EXERCISE OBJECTIVE
Edit the talc lawsuit article from "The pharmaceutical giant’s" up to and including "over 35 years.", and give that part again with "countless" changed to "many".

---------- PAGE EXTRACT ----------

By Nigel Boys
The family of Jacqueline Fox, who died in October at the age of 62, after being diagnosed three years ago with ovarian cancer, has won a verdict by a jury, which is the first in a string of several hundred claims filed against Johnson & Johnson, according to reports.
NBC News reports that a Missouri state jury ordered the pharmaceutical company to pay Fox’s family $10 million in actual damages and a further $62 million of punitive damages. The jury found her death from ovarian cancer had been linked to her use of their products for several decades.
The pharmaceutical giant’s products cited in Fox’s case were their talc-based Baby Powder and Shower to Shower, which millions of people have used for generations. Lawyers said that hundreds of other lawsuits also claim that the company had failed to warn consumers that these products could cause cancer, simply to increase their sales.
Fox, who lived in Birmingham, Alabama, claimed, as have countless other women, to have used these two products of the Johnson & Johnson for feminine hygiene reasons for over 35 years.
Lawyers for Fox’s family said that following a three-week trial and deliberations which lasted four hours, Johnson & Johnson were found liable for fraud, negligence and conspiracy by the St. Louis jurors on Monday this week.
The pharmaceutical company “knew as far back as the 1980s of the risk,” but continued “lying to the public, lying to the regulatory agencies,” said Jere Beasley, a lawyer for Fox’s family, in a conference call with journalists.
“We have no higher responsibility than the health and safety of consumers, and we are disappointed with the outcome of the trial,” said spokeswoman for Johnson & Johnson, Carol Goodrich. “We sympathize with the plaintiff’s family, but firmly believe the safety of cosmetic talc is supported by decades of scientific evidence,” she added.
Beasley, the principal and founder of the Montgomery-based Beasley Allen Law Firm said that a jury in North Dakota had found against the pharmaceutical company in the past, but did not award damages. He was referring to the case that found plaintiff Deane Berg’s use of Johnson & Johnson body powder products was a factor in her developing ovarian cancer, according to Al.com.
“This case is a tremendous signal to Johnson & Johnson and all the cosmetic companies,” Beasley said, predicting that cosmetics companies will now put warning labels on their talc products.

---------- DATA FOR REVIEW ----------

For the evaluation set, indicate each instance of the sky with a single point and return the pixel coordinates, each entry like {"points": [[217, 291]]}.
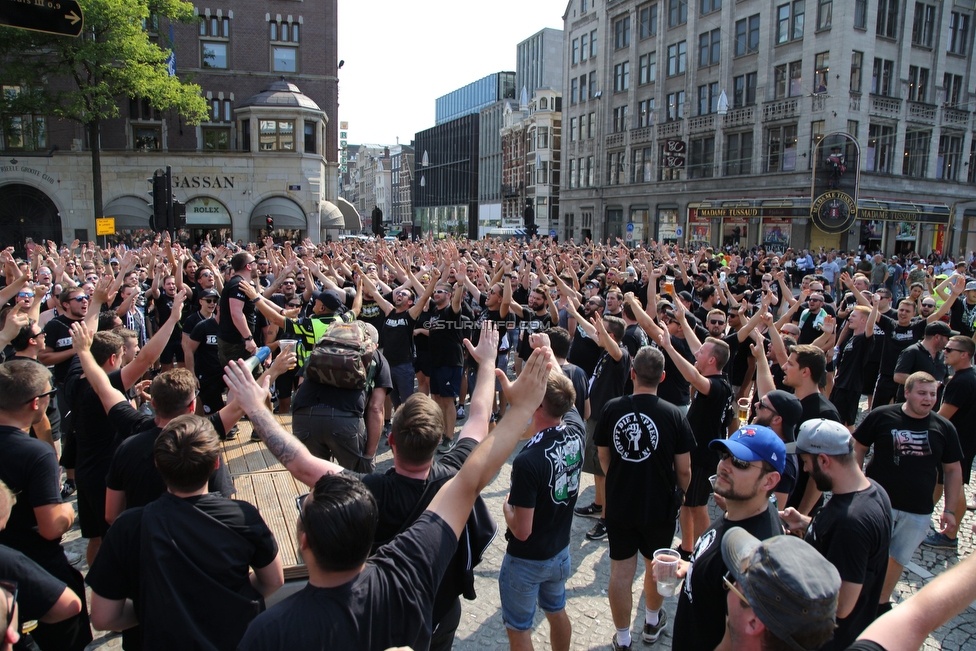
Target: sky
{"points": [[401, 55]]}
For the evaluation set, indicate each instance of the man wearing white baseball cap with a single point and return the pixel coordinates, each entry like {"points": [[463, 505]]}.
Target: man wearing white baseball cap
{"points": [[852, 531]]}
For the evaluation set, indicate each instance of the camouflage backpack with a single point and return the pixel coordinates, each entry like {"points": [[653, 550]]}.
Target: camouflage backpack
{"points": [[345, 357]]}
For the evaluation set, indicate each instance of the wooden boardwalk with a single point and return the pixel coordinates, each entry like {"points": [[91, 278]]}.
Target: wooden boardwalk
{"points": [[261, 480]]}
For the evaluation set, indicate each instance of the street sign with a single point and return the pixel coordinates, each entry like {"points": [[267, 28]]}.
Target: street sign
{"points": [[62, 17]]}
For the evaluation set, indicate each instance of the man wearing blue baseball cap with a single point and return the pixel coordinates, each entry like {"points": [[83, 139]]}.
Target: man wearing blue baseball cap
{"points": [[751, 463]]}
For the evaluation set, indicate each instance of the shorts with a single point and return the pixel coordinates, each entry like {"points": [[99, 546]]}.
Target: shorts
{"points": [[908, 530], [846, 402], [445, 381], [591, 458], [172, 349], [522, 583], [422, 363], [699, 489], [91, 510], [626, 540], [403, 380], [869, 377]]}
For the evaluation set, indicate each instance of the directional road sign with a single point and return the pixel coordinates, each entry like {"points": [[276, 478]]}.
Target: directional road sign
{"points": [[61, 17]]}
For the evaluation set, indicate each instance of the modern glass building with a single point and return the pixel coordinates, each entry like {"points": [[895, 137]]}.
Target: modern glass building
{"points": [[470, 99]]}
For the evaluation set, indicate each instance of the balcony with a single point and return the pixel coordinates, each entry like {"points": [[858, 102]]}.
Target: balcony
{"points": [[741, 116], [701, 123], [781, 109], [918, 112], [888, 107]]}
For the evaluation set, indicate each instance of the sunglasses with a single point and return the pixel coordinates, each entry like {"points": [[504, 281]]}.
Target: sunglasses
{"points": [[725, 455]]}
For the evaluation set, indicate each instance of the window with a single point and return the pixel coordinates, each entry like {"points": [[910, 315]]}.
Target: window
{"points": [[214, 55], [923, 26], [781, 149], [817, 129], [820, 70], [957, 43], [824, 10], [285, 32], [861, 14], [789, 21], [645, 113], [215, 138], [676, 106], [747, 35], [276, 135], [857, 62], [22, 131], [621, 33], [887, 24], [738, 154], [881, 148], [677, 54], [285, 59], [620, 119], [918, 81], [677, 12], [647, 21], [788, 79], [953, 88], [916, 158], [648, 68], [215, 27], [702, 163], [621, 77], [950, 155], [881, 77], [709, 48], [708, 98], [744, 90]]}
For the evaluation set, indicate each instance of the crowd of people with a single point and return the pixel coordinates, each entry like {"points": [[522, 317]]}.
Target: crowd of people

----------

ANSWER FOR THIS EXERCISE
The pharmaceutical giant’s products cited in Fox’s case were their talc-based Baby Powder and Shower to Shower, which millions of people have used for generations. Lawyers said that hundreds of other lawsuits also claim that the company had failed to warn consumers that these products could cause cancer, simply to increase their sales.
Fox, who lived in Birmingham, Alabama, claimed, as have many other women, to have used these two products of the Johnson & Johnson for feminine hygiene reasons for over 35 years.